» **DIRECTIONS FOR THIS TASK**
Set out the material from the line with "Target: traffic signal pole" up to and including the line with "[[[0,316],[266,316],[267,116],[262,96],[0,101]]]" as a numbered list, omitting blank lines.
+ + + + +
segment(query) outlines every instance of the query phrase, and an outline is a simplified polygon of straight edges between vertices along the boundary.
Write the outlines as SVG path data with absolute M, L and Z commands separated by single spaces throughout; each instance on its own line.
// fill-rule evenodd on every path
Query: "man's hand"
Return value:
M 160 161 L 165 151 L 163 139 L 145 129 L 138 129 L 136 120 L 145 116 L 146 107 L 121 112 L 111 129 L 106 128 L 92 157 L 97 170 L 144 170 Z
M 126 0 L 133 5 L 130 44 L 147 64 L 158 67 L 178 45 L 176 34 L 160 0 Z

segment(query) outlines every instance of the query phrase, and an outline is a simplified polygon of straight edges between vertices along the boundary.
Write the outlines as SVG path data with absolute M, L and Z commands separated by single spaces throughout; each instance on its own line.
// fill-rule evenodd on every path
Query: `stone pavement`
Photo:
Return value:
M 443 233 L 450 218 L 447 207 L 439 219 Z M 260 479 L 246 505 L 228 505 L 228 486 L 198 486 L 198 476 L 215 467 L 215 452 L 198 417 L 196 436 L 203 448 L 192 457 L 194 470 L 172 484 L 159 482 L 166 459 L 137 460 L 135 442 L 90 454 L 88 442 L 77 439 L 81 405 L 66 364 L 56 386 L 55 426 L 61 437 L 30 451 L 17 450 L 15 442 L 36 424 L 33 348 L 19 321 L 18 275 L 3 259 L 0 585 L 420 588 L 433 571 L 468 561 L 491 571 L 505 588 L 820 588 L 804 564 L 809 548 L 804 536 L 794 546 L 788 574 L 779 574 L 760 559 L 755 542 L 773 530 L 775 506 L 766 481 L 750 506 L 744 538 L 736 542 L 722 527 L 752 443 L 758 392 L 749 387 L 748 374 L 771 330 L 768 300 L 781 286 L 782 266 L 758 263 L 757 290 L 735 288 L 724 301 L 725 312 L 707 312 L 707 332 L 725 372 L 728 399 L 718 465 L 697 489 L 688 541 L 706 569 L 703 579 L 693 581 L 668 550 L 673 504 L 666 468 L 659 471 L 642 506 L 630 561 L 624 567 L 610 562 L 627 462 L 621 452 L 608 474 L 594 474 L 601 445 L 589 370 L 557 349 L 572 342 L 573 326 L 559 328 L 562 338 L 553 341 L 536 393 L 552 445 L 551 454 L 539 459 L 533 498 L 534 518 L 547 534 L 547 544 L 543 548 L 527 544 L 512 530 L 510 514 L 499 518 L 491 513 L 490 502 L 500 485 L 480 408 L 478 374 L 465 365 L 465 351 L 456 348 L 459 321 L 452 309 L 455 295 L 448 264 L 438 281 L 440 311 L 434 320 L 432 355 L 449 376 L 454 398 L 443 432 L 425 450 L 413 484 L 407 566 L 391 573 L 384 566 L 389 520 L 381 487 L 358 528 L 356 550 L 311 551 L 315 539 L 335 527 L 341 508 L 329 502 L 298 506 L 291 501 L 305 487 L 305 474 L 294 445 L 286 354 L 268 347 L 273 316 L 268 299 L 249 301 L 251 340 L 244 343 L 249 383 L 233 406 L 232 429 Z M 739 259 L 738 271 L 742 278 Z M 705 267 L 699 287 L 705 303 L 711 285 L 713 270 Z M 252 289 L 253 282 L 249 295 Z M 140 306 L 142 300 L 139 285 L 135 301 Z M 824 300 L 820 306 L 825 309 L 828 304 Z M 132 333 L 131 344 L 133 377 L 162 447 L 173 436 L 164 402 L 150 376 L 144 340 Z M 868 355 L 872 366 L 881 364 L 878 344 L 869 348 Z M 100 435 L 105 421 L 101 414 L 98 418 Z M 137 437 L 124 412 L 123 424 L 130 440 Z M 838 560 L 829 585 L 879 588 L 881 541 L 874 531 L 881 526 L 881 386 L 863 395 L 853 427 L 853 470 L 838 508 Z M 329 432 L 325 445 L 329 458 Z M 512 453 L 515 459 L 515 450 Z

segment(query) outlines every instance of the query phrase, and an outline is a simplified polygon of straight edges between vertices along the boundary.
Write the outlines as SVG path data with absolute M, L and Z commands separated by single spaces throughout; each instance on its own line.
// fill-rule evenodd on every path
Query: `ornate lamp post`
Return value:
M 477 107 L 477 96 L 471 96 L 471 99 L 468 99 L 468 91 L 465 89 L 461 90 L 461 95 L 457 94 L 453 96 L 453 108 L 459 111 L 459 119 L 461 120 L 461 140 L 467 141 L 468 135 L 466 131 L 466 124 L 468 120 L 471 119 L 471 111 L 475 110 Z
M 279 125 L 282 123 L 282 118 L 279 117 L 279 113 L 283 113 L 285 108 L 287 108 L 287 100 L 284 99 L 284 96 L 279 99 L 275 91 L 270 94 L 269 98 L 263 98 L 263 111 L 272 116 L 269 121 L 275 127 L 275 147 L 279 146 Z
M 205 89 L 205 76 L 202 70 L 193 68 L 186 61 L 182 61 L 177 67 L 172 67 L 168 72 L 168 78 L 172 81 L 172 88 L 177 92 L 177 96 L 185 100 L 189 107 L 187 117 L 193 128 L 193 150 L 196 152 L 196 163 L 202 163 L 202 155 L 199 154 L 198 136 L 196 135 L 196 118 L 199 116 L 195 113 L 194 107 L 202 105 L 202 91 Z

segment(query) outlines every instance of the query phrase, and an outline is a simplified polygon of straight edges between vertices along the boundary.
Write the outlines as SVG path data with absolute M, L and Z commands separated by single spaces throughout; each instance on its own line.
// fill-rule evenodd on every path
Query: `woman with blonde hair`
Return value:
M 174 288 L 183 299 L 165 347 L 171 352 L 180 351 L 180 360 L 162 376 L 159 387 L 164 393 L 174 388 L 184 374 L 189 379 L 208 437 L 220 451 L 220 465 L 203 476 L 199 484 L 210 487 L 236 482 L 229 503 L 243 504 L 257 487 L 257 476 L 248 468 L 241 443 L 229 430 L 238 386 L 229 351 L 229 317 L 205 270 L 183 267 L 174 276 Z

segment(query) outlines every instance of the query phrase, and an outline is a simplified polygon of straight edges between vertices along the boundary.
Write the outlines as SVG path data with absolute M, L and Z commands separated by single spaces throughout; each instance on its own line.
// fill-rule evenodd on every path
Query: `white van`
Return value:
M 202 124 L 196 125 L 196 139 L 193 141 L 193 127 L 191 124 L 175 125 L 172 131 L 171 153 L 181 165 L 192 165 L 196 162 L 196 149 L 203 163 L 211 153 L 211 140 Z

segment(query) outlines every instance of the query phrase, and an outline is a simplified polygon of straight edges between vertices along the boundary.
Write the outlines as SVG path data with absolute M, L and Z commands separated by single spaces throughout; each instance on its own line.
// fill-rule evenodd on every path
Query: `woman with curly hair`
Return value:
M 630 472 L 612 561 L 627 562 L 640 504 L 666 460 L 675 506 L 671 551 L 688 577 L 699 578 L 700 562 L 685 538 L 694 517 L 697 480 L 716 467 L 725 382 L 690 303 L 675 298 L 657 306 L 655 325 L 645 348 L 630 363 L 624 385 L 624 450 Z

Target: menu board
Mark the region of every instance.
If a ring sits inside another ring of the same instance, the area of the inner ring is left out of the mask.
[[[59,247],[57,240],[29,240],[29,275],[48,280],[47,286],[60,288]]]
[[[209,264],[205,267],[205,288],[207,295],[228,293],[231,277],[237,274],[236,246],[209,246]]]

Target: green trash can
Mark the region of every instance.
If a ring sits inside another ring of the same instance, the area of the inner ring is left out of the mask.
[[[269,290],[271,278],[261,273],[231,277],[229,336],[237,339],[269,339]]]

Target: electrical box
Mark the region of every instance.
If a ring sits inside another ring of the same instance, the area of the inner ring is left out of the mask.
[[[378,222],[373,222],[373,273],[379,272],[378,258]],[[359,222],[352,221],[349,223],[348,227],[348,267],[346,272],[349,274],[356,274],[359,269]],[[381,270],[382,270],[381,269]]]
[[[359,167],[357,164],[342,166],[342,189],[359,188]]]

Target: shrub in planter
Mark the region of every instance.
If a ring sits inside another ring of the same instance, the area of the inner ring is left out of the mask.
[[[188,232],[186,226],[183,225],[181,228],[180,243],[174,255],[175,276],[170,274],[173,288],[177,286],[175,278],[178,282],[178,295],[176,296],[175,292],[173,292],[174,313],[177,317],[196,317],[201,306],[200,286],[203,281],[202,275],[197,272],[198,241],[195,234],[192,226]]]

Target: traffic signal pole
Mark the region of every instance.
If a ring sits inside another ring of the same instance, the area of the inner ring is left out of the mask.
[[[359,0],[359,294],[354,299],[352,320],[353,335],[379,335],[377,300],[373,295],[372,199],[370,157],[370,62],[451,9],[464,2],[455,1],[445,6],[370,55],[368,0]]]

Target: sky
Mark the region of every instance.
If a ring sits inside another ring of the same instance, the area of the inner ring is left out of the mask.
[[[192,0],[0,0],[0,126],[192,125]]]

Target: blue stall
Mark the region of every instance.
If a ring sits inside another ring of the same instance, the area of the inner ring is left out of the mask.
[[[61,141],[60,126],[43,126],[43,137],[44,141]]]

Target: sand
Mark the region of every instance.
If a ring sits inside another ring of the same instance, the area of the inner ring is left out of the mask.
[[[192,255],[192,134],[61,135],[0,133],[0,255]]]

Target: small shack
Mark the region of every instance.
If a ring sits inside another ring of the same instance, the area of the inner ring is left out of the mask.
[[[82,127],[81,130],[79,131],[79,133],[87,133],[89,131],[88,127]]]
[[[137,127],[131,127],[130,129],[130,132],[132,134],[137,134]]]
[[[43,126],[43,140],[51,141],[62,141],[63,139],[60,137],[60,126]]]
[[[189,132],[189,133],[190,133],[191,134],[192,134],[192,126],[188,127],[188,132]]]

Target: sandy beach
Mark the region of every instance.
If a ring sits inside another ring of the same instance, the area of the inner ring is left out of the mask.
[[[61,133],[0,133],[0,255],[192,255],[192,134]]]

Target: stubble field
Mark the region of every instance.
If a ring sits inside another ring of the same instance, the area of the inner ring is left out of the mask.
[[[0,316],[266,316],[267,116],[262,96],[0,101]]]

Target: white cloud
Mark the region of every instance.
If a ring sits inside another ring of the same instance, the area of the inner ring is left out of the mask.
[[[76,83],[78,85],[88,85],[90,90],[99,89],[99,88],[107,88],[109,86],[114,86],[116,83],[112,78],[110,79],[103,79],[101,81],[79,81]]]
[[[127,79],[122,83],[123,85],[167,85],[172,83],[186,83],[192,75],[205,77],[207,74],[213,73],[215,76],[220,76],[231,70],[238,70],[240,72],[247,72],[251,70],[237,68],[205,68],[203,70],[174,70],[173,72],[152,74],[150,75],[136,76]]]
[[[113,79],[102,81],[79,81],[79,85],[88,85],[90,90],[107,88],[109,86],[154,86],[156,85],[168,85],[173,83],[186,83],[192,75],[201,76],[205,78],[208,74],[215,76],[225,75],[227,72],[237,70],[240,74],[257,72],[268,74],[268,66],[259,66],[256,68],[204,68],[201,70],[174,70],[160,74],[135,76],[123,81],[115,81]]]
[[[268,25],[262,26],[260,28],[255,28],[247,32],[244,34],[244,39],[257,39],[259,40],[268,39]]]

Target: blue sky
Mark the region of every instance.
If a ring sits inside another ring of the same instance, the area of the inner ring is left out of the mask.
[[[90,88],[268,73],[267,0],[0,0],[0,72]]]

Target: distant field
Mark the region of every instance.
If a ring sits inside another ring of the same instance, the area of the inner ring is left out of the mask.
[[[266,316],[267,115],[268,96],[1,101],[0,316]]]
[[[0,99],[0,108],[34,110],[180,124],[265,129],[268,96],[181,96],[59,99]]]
+ + + + +
» **ANSWER FOR THE TASK**
1. Target: traffic signal pole
2. Mark the region of every instance.
3. If a ring sits inside another ring of the same instance, the area of the inner ring is left out of the mask.
4. [[[359,0],[359,294],[354,299],[352,320],[353,335],[379,335],[377,300],[373,295],[372,199],[370,157],[370,62],[451,9],[464,2],[455,1],[445,6],[370,55],[368,0]]]
5. Target: sky
6. Mark the region of every instance.
7. If a ring sits inside another ring of the same instance, the area of the inner ring is left out of the mask.
8. [[[192,0],[0,0],[0,126],[192,125]]]
9. Target: blue stall
10. Mark the region of every instance.
11. If a ring sits inside another ring of the same instance, the area of the inner ring is left out of the mask.
12. [[[61,141],[60,126],[43,126],[43,137],[44,141]]]
13. Target: sand
14. Mark the region of every instance.
15. If a ring sits inside another ring of the same instance, the area of the inner ring is left out of the mask.
16. [[[192,255],[192,134],[61,135],[0,133],[0,255]]]
17. Target: small shack
18. Mark the region of every instance.
19. If a ring sits inside another ring of the same instance, the area of the inner ring is left out of the mask.
20. [[[82,127],[81,130],[79,131],[79,133],[87,133],[89,131],[88,127]]]
21. [[[137,127],[131,127],[130,129],[130,132],[132,134],[137,134]]]
22. [[[43,126],[43,140],[51,141],[62,141],[63,139],[60,137],[60,126]]]
23. [[[189,132],[189,133],[190,133],[191,134],[192,134],[192,126],[188,127],[188,132]]]
24. Target: sandy beach
25. Mark the region of every instance.
26. If a ring sits inside another ring of the same instance, the area of the inner ring is left out of the mask.
27. [[[61,133],[0,133],[0,255],[192,255],[192,134]]]
28. Target: stubble field
29. Mark the region of every instance.
30. If a ring sits inside another ring of the same instance, the area of the inner ring is left out of the mask.
31. [[[0,316],[266,316],[267,116],[262,96],[0,101]]]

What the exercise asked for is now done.